§ **Tarea planteada 1**: Enumera los escritores que protagonizan las anécdotas del fragmento sobre encuentros con escritores admirados.
§ **Tarea planteada 2**: En el fragmento sobre encuentros con escritores admirados, ¿qué le contestó Hemingway a García Márquez cuando este lo llamó desde lejos?
§ **Tarea planteada 3**: Escribe la continuación del fragmento sobre encuentros con escritores admirados a partir de la última frase.

§ **Fragmento proporcionado**:
-*-

David Monthiel
Como
cuentan algunos escritores en sus memorias, o en conversaciones recogidas al
final de su vida, el que suscribe también se encontró en esas extrañas
situaciones en las que uno se topa con alguien que admira por su trabajo, por
su escritura. Parece que se solapan los unos con los otros. García Márquez
contó que se encontró a Hemingway por París. Pero no quiso acercarse por
aquello de no molestar, de no parecer un baboso snob que administraba mal su
lista de adjetivos sobre la obra del escritor estadounidense. Lo llamó desde
lejos y el otro le respondió: “Adiós, amigo”. Lo mismo le pasó a Fernando
Quiñones con Papá Hem en Madrid. Lo vio cerca de su mesa en un restaurante. Y
también decidió dejar la ocasión de charlar un rato por mor de que el barbudo
no lo confundiera con un devoto que adula gratuitamente en las tres frases que
va a compartir con el genio. Y se quedó sentado.

-*-

§ **Listado de datos**:
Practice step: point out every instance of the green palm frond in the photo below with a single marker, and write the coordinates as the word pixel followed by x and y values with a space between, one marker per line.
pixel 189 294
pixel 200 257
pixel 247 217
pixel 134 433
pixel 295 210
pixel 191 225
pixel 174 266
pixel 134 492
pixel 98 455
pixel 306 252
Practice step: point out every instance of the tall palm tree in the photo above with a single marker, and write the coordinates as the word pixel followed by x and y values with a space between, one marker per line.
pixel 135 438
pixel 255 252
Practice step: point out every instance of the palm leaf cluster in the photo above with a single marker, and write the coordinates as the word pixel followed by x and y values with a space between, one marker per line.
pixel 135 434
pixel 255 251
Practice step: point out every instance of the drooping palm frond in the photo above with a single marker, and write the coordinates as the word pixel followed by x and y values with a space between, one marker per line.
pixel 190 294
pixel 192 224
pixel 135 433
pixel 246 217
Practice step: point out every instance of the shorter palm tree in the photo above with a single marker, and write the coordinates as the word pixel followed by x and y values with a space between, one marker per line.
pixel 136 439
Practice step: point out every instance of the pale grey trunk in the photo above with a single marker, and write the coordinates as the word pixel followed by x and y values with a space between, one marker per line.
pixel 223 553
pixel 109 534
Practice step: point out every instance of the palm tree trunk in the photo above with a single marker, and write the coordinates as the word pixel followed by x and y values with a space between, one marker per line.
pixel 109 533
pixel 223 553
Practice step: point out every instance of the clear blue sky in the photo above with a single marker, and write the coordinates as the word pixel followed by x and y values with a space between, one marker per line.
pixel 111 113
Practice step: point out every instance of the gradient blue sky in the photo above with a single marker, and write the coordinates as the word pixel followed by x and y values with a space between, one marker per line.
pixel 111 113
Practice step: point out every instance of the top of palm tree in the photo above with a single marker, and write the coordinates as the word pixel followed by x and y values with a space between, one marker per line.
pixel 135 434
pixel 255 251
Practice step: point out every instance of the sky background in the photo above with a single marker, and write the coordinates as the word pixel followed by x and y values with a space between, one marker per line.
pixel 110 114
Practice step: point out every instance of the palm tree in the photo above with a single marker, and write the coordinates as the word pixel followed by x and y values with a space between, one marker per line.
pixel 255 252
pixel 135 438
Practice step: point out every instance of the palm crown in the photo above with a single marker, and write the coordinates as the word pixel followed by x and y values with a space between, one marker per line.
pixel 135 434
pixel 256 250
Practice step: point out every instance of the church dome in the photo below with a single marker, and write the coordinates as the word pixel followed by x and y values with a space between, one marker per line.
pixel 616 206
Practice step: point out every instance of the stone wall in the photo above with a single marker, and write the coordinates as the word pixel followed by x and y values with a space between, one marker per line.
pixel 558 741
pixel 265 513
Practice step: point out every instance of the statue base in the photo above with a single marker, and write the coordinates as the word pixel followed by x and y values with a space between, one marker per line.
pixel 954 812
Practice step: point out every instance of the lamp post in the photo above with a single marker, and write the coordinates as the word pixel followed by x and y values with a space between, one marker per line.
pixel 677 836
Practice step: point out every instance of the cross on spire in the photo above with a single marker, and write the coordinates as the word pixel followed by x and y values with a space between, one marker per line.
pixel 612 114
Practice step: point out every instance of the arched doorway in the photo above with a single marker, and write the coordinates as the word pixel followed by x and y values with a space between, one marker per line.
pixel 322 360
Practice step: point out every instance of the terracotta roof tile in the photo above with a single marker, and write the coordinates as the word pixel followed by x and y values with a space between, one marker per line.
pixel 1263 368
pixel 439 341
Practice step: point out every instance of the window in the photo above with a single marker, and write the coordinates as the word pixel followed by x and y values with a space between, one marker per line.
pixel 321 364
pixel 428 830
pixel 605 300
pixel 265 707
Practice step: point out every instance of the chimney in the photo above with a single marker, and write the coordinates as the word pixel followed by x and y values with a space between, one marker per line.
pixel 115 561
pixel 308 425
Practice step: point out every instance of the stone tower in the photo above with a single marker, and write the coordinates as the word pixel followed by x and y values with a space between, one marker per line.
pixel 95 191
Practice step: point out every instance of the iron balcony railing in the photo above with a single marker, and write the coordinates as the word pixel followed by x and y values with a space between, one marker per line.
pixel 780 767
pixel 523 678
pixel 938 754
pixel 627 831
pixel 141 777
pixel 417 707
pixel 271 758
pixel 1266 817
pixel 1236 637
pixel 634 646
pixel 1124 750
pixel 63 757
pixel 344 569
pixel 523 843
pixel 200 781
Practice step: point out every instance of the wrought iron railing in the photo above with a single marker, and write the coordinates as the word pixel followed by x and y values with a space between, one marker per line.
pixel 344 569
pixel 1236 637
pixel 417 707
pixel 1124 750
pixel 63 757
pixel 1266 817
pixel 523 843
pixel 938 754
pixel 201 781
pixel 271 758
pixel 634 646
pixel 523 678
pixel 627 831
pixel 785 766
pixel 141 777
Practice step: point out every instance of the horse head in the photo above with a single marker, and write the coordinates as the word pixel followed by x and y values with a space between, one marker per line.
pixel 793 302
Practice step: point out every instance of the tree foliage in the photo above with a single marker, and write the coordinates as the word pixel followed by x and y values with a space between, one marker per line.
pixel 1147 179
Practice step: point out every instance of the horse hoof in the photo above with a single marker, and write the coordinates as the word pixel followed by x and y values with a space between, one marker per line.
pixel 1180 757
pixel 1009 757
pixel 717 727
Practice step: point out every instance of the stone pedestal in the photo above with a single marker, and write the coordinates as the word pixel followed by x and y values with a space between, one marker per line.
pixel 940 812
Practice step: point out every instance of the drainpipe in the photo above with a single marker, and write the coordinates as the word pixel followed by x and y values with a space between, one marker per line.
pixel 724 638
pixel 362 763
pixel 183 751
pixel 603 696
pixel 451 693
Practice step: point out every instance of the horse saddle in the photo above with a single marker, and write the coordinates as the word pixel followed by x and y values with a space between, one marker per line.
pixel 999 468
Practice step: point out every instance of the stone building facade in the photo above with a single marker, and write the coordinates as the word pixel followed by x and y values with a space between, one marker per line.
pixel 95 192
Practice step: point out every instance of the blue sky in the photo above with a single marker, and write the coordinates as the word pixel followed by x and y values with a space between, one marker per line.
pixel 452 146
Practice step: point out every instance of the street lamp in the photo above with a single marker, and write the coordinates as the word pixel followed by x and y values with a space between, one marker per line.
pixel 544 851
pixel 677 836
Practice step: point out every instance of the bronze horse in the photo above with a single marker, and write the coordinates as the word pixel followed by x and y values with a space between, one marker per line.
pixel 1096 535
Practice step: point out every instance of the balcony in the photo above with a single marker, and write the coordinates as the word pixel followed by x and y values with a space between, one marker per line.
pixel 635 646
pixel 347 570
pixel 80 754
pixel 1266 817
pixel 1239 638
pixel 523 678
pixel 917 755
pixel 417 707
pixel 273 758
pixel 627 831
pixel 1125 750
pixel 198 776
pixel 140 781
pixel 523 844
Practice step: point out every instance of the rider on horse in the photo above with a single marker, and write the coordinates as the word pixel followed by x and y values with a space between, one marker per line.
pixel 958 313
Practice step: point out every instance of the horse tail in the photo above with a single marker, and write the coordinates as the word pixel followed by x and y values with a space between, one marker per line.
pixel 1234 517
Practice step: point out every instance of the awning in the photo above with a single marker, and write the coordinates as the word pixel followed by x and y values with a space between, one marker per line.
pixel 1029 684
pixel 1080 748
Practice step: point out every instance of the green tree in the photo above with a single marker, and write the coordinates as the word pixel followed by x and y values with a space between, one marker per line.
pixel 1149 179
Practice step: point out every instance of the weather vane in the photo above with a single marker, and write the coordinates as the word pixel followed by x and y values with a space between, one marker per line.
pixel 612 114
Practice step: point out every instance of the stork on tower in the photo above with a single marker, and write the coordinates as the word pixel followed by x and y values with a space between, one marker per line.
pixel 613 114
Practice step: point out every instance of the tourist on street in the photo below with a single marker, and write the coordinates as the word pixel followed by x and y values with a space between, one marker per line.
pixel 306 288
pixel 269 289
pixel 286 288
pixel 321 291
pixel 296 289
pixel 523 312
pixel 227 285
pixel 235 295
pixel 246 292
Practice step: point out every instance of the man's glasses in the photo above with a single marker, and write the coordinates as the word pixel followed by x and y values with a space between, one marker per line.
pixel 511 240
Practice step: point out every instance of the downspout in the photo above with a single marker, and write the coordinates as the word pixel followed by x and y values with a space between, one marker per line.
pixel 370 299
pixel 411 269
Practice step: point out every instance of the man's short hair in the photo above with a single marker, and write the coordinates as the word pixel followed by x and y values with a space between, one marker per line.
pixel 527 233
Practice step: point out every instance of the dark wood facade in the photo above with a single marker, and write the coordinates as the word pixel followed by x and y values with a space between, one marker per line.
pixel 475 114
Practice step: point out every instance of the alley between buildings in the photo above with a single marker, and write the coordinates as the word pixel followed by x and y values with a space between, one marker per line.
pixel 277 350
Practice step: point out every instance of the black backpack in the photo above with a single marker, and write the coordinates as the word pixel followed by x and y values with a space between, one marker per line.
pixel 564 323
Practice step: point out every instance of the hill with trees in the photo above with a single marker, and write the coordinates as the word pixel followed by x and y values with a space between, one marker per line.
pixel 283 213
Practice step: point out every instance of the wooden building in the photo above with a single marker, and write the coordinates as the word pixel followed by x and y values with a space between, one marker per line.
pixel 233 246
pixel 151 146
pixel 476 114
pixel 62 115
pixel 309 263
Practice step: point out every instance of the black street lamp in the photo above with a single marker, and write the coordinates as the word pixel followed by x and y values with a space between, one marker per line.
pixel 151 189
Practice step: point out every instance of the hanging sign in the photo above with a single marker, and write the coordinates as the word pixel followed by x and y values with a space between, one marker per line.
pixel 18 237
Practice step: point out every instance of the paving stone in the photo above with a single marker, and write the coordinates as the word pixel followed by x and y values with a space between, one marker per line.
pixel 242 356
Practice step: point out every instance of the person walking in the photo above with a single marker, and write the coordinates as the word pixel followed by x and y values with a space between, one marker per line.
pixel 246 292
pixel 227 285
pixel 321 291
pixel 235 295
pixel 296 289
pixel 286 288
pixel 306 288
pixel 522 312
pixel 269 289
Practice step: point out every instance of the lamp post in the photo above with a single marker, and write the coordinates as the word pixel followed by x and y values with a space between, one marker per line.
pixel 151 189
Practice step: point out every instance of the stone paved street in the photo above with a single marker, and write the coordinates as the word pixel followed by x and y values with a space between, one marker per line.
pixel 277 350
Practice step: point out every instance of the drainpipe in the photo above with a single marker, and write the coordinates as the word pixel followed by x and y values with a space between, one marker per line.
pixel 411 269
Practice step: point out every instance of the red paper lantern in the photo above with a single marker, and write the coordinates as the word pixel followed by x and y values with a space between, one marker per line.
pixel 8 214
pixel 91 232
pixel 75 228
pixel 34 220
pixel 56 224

-*-

§ **Respuesta redactada 1**: García Márquez, Hemingway (llamado también Papá Hem) y Fernando Quiñones.

§ **Respuesta redactada 2**: Le respondió: "Adiós, amigo".

§ **Respuesta redactada 3**:
El azar te trae un día a Rancapino
para que le eches el cable con el móvil y le guardes un número de teléfono
después de estar rondándolo durante varias semanas: Rancapino se baja de un
taxi frente a ti, te lo cruzas de camino a quién sabe donde, mientras tú
piensas que estaría bien hablar con él, pararte un rato, preguntarle por cómo le
van las cosas y saber que lo haces con un mito del flamenco (al que tienes que
invitar sí o sí). Contarle los encuentros a mi colega Daddy C y decirle que es
como ver a Ronnie Wood andando por la calle Solano. También te regala, tras
días nefastos, conversaciones con Mad Professor o Jorge Drexler, como si los
conocieras de toda la vida.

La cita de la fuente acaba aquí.